#### [What the exercise asks]
Begin at the line that contains "Target: small tree growing on cliff" and repeat every line from there to the end of the records below, inclusive, without adding any other line.
• • • • • • •
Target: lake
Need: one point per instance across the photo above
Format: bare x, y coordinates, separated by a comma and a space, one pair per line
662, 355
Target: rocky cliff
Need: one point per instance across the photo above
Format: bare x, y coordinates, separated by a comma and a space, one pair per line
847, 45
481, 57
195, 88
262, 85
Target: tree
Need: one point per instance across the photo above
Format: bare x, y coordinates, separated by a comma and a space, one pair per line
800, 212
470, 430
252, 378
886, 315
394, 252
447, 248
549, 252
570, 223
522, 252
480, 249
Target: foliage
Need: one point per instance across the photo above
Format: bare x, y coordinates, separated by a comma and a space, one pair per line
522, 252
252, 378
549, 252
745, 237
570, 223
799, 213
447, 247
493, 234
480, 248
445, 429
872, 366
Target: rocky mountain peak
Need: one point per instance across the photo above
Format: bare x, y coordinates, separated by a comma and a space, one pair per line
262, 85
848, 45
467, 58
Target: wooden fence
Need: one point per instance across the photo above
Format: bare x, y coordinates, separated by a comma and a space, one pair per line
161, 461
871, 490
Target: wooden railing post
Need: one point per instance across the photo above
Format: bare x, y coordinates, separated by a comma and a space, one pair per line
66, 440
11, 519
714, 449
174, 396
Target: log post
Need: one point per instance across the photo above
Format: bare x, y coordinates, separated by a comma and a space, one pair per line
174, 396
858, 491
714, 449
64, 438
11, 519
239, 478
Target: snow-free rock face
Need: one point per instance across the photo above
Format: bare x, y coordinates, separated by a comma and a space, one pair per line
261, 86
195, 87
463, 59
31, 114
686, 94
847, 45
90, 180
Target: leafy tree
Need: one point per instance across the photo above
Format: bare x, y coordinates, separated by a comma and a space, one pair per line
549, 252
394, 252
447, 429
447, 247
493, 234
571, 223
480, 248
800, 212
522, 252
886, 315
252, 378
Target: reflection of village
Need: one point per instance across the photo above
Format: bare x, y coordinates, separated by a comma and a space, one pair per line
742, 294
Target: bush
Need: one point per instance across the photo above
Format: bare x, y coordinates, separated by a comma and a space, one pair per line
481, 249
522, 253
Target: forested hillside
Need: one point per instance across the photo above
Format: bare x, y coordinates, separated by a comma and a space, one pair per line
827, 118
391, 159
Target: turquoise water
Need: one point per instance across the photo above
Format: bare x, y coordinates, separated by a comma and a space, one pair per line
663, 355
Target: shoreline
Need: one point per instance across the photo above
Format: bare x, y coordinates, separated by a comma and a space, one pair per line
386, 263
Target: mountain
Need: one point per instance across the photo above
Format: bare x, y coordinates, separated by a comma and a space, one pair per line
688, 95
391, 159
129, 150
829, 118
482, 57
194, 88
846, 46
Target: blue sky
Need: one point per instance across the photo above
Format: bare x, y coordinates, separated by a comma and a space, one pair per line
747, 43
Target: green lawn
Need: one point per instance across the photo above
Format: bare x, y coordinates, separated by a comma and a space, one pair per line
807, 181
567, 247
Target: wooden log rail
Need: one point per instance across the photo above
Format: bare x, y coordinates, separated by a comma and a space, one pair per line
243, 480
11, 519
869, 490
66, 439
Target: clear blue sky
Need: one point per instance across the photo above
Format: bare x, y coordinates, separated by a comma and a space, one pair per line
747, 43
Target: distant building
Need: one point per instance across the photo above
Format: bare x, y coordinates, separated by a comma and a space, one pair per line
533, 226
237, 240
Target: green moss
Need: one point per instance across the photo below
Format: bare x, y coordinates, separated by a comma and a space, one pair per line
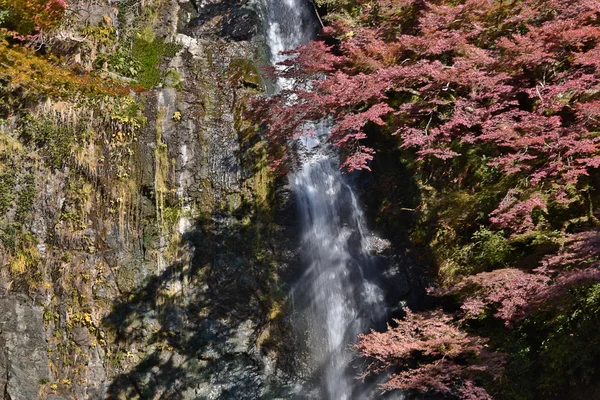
54, 140
26, 199
147, 51
7, 191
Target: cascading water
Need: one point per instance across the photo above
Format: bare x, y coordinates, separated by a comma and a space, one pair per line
333, 301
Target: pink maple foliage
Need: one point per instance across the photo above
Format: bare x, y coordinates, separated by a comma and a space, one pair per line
428, 352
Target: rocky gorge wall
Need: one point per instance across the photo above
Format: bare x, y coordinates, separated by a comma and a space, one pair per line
142, 238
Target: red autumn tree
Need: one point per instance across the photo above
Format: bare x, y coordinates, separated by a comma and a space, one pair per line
516, 78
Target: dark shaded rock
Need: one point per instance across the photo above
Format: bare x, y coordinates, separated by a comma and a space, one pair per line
240, 24
23, 358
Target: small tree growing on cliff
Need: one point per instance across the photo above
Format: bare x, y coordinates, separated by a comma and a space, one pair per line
427, 352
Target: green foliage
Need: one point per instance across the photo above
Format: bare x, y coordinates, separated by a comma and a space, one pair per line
7, 191
555, 355
54, 140
26, 199
147, 51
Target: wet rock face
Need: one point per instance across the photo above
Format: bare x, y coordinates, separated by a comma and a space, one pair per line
23, 358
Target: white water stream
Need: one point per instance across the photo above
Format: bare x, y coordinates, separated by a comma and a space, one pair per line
333, 299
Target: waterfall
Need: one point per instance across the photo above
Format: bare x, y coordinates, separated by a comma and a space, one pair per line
334, 300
• • • • • • •
#### [Answer to this problem]
Target: small tree growing on cliff
Need: one point per instance across the photo above
Format: bare x, y coordinates, separated by a comma and a space, one pair per line
427, 352
Target: green foliage
Need: one point per instance across the photo above
Format: bare x, y coordinates, separated by a comma and a space, one pair per line
7, 191
555, 355
54, 140
26, 199
147, 51
Target: wet rock face
Need: one point per instance across the photo above
Format: bare x, y coordinates, separated by a comma and a space, one pair per line
23, 358
Target: white water stream
Need: one point per instance across the photo above
Format: bare x, y coordinates, separated by a comma and a space, one pair per line
333, 299
Target: waterfall
Need: one point per instance across the photo above
Format: bare x, y coordinates, separated by a comma and a space, one pair per line
334, 300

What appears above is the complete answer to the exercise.